--- start of Passage shown ---
Similar sentiments are found in George Godwin’s autobiographical 1930 war novel Why Stay We Here? The book concludes with an affirmation of the soldier-as-Christ and holds out hope for an eventual resurrection, but most of the text has a more skeptical tone. When the main character Stephen and his comrade Piers wander over a battlefield where “sixty thousand Frenchmen” were killed earlier in the war, they reflect bitterly on faith. Piers concludes,

Well, personally, I’ve given up speculating about that sort of thing. I don’t know, and I don’t much care whether there’s a God or no. This place is enough evidence that He returns the compliment. If He exists at all, then He must be an impersonal God who doesn’t care a hoot about mankind.

Stephen concurs, “Exactly what I feel lately.” The two contemptuously discuss the unquestioning faith of their commanding officer, Major MacDonald, who, in their opinion, kept his Presbyterian God locked up safely in one section of a compartmentalized mind. When the Major holds a church service, Stephen thinks about the fact that the Germans were also holding them and silently rages, “The idiocy of having church parades, religious ceremonies, on active service. The absurdity of it! The damnable hollow sham of it! … What a pain it did give you in the fundamental. Was God going to take sides in this filthy business? It was rank blasphemy.” Similarly, in his 1919 memoir, Canadian sergeant L. McLeod Gould recalled that “Church Parades on active service, especially when called in the Forward Area, were the grimmest and ghastliest of Service jokes, and were provocative of more blasphemy and discontent than any active operation.”[12]

Walter Redvers Dent’s 1930 anti-war novel, Show Me Death! is even more harsh in its treatment of faith. The book is based on Dent’s own wartime experiences and follows a soldier from Toronto named Lionel Thor. After a series of horrific experiences and injuries, Thor begins to see God as a “malignant being” that is deliberately tormenting him.[13] He begins to curse this loathsome God regularly and methodically, an inverted form of prayer. After losing a leg and being terribly disfigured, Thor thinks with grim satisfaction that he has survived the worst God can do to him. All that remains is death, which would be a relief, not a punishment. When Thor returns to Toronto his mother collapses and dies after seeing his injuries. The experience of war has transmuted the idea of a kind, providential God into something malevolent and demonic.[14] In the concluding chapter Thor rather suddenly makes his peace with God, after hating him for much of the book. He comes to see the Deity as good but not omnipotent, having given up some of his power when he chose to create the world and give humans free will. This theodicy, not uncommon today, would have been viewed as heretical by many contemporary Christians.
--- end of Passage shown ---
--- start of Supplied entries ---
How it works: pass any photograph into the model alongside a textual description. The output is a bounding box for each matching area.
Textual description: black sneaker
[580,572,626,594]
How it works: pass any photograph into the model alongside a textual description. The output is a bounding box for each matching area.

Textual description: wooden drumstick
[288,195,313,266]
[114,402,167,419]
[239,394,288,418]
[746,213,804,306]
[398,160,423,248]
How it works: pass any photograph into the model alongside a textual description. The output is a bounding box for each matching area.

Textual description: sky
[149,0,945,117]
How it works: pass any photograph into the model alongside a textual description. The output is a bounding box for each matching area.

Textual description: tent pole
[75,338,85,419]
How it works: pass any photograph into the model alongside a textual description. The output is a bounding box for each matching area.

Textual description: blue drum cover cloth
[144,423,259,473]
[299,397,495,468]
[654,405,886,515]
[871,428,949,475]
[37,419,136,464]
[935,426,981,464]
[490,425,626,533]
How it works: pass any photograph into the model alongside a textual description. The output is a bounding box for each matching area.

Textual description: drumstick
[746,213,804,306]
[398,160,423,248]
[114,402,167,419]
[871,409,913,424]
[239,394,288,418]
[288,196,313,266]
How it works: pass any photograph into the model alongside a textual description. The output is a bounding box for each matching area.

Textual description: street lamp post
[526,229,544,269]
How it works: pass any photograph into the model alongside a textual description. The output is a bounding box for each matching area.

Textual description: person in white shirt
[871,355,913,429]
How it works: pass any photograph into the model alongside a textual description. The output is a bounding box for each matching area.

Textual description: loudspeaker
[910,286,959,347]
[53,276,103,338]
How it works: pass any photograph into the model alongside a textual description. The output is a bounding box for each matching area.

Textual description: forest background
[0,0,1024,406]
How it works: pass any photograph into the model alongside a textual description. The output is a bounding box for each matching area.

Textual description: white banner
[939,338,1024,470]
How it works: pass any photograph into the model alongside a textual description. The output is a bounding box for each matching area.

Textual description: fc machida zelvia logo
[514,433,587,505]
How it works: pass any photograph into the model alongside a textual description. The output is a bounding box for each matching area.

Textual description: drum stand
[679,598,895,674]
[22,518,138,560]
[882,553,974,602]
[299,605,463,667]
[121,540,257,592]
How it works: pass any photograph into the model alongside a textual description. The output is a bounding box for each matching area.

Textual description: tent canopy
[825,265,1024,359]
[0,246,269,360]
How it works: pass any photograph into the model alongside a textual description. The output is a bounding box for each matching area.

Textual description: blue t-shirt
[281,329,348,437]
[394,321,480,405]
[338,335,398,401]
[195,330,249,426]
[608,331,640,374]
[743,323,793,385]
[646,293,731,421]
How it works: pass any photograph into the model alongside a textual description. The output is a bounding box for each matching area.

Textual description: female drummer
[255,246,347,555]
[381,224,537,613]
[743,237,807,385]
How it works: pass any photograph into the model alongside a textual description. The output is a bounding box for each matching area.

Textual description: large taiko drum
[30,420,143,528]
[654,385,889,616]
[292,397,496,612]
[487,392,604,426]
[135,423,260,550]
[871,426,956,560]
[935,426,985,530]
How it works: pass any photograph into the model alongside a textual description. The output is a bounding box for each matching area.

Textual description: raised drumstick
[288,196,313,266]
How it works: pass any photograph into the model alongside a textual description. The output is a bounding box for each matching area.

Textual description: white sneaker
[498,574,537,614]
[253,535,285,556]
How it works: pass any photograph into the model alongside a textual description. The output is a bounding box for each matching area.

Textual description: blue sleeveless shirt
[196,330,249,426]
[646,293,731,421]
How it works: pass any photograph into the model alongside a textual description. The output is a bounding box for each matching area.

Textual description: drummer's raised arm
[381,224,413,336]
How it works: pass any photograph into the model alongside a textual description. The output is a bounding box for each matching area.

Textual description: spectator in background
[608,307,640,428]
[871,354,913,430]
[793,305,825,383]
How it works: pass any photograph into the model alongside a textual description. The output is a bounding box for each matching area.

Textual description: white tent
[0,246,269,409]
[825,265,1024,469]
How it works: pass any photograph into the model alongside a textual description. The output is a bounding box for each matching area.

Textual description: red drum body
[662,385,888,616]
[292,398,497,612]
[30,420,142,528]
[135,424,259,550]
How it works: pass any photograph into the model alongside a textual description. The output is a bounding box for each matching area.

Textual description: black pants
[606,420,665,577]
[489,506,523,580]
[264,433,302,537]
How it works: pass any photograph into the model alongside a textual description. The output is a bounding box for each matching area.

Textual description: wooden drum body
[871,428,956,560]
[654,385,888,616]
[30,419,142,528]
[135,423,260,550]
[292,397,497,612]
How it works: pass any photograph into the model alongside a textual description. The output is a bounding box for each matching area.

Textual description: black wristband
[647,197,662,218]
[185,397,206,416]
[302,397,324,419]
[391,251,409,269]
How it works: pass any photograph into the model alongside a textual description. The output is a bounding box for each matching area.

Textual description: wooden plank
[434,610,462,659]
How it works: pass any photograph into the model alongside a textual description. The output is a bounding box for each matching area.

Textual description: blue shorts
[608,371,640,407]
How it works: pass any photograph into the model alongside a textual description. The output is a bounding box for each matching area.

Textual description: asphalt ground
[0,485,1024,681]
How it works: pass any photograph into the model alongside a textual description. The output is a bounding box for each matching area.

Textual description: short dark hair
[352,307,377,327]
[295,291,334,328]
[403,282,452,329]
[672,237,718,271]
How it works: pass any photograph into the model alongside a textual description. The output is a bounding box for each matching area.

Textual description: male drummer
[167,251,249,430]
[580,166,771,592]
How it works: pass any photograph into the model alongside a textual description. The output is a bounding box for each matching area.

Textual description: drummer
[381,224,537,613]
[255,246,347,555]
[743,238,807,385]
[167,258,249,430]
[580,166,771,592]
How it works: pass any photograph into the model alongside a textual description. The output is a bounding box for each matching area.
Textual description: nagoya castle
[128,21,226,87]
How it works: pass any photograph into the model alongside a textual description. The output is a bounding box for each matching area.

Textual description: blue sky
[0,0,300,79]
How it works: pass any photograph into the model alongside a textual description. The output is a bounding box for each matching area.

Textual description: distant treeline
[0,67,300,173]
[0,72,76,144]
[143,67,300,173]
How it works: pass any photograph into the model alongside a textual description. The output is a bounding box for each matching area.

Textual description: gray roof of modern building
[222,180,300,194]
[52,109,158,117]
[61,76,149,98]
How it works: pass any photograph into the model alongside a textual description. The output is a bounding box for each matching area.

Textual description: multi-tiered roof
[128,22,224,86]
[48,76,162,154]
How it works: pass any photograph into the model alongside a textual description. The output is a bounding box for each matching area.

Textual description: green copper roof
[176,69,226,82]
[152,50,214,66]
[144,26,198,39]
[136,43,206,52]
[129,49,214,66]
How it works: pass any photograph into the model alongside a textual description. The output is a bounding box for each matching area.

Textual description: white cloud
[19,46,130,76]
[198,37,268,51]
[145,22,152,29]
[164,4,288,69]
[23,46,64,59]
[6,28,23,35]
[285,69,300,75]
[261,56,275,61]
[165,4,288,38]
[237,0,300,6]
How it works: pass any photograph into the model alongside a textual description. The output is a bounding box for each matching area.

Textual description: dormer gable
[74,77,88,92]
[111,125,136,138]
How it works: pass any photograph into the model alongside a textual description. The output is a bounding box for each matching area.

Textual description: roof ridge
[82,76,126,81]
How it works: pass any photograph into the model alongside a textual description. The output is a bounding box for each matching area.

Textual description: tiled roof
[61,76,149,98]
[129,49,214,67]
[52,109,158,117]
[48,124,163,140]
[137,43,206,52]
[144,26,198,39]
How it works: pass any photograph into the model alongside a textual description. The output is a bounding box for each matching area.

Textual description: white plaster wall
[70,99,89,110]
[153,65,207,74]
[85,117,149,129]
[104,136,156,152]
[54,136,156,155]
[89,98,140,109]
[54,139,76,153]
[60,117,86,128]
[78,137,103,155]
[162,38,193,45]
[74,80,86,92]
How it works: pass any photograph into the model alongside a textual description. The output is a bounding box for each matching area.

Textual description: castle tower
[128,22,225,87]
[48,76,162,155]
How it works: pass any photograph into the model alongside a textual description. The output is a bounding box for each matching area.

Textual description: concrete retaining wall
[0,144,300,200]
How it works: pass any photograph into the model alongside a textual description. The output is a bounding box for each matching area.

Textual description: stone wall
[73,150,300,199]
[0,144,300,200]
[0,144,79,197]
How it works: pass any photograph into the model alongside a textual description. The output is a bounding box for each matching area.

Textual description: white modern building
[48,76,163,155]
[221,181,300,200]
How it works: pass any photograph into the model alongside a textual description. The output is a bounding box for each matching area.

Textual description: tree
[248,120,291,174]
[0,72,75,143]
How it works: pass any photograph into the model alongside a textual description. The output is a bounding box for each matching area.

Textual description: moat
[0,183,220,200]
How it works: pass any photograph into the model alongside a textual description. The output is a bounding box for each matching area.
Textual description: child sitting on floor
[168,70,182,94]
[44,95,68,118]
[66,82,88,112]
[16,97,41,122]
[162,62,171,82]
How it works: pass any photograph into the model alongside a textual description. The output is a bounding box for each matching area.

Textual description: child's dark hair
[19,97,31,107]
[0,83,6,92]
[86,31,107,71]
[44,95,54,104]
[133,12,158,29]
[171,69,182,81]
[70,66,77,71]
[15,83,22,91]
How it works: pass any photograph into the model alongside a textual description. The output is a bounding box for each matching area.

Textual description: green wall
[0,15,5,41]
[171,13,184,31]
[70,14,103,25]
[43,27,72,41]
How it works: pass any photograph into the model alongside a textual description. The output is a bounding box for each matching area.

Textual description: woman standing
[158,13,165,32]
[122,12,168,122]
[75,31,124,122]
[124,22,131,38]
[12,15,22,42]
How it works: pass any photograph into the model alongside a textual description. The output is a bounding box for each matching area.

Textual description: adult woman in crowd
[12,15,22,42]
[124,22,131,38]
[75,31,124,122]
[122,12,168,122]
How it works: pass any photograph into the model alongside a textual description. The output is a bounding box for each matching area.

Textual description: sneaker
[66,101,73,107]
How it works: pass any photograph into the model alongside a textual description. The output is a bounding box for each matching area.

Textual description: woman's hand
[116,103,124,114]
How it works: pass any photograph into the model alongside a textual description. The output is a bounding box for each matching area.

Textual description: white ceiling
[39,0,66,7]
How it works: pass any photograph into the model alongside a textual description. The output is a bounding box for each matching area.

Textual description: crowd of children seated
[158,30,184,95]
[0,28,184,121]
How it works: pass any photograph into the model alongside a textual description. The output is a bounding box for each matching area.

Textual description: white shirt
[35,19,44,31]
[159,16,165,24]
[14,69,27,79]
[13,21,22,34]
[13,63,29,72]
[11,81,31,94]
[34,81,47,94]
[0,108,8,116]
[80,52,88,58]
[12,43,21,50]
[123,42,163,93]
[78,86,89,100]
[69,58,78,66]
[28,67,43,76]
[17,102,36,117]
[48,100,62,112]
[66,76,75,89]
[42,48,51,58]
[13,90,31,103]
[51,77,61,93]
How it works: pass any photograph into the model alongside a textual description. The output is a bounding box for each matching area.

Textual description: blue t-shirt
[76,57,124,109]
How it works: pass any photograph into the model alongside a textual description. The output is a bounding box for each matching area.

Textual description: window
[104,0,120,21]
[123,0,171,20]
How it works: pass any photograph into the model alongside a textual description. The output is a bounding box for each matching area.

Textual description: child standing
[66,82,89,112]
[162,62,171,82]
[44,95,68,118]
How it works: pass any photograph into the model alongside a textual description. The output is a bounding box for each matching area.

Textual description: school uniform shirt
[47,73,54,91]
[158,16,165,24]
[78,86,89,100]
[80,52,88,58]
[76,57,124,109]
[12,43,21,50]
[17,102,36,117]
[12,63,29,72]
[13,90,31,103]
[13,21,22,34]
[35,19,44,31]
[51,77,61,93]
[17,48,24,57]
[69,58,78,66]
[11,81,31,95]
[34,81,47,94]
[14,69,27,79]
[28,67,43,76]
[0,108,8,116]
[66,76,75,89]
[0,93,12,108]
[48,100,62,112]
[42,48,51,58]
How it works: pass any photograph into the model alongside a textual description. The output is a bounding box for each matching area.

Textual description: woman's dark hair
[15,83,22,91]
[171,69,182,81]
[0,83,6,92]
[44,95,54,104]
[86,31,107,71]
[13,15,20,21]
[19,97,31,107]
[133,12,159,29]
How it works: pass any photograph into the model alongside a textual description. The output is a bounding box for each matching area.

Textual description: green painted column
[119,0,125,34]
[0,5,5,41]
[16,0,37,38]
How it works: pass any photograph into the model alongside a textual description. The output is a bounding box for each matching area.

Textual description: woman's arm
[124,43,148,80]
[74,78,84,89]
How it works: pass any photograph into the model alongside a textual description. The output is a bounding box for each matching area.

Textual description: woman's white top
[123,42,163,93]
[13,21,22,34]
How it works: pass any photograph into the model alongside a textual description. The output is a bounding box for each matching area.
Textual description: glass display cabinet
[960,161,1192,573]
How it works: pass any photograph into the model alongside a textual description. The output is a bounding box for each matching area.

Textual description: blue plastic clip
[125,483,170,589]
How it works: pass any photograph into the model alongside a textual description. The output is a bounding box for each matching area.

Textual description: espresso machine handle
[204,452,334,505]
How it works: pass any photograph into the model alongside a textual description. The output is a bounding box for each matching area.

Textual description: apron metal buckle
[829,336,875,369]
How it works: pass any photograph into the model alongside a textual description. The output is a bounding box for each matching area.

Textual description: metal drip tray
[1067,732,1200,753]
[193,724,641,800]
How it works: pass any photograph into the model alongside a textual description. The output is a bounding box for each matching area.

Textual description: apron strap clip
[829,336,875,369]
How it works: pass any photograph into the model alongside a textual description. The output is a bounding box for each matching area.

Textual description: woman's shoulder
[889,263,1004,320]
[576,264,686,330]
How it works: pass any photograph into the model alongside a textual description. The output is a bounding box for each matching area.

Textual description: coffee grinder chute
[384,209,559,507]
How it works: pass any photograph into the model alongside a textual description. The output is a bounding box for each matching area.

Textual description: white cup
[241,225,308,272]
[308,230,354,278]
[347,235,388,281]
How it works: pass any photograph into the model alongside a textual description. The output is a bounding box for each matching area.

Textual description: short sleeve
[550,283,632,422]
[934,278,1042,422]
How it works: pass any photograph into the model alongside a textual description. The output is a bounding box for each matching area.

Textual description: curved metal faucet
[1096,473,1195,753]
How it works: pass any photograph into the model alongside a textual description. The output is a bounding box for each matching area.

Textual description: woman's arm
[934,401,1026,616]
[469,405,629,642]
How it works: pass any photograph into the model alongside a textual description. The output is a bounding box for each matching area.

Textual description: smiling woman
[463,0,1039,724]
--- end of Supplied entries ---
• Task details:
Reproduce in full, word for word, the passage above on soldiers' loss of faith in war novels.

• Response to the task:
Similar sentiments are found in George Godwin’s autobiographical 1930 war novel Why Stay We Here? The book concludes with an affirmation of the soldier-as-Christ and holds out hope for an eventual resurrection, but most of the text has a more skeptical tone. When the main character Stephen and his comrade Piers wander over a battlefield where “sixty thousand Frenchmen” were killed earlier in the war, they reflect bitterly on faith. Piers concludes,

Well, personally, I’ve given up speculating about that sort of thing. I don’t know, and I don’t much care whether there’s a God or no. This place is enough evidence that He returns the compliment. If He exists at all, then He must be an impersonal God who doesn’t care a hoot about mankind.

Stephen concurs, “Exactly what I feel lately.” The two contemptuously discuss the unquestioning faith of their commanding officer, Major MacDonald, who, in their opinion, kept his Presbyterian God locked up safely in one section of a compartmentalized mind. When the Major holds a church service, Stephen thinks about the fact that the Germans were also holding them and silently rages, “The idiocy of having church parades, religious ceremonies, on active service. The absurdity of it! The damnable hollow sham of it! … What a pain it did give you in the fundamental. Was God going to take sides in this filthy business? It was rank blasphemy.” Similarly, in his 1919 memoir, Canadian sergeant L. McLeod Gould recalled that “Church Parades on active service, especially when called in the Forward Area, were the grimmest and ghastliest of Service jokes, and were provocative of more blasphemy and discontent than any active operation.”[12]

Walter Redvers Dent’s 1930 anti-war novel, Show Me Death! is even more harsh in its treatment of faith. The book is based on Dent’s own wartime experiences and follows a soldier from Toronto named Lionel Thor. After a series of horrific experiences and injuries, Thor begins to see God as a “malignant being” that is deliberately tormenting him.[13] He begins to curse this loathsome God regularly and methodically, an inverted form of prayer. After losing a leg and being terribly disfigured, Thor thinks with grim satisfaction that he has survived the worst God can do to him. All that remains is death, which would be a relief, not a punishment. When Thor returns to Toronto his mother collapses and dies after seeing his injuries. The experience of war has transmuted the idea of a kind, providential God into something malevolent and demonic.[14] In the concluding chapter Thor rather suddenly makes his peace with God, after hating him for much of the book. He comes to see the Deity as good but not omnipotent, having given up some of his power when he chose to create the world and give humans free will. This theodicy, not uncommon today, would have been viewed as heretical by many contemporary Christians.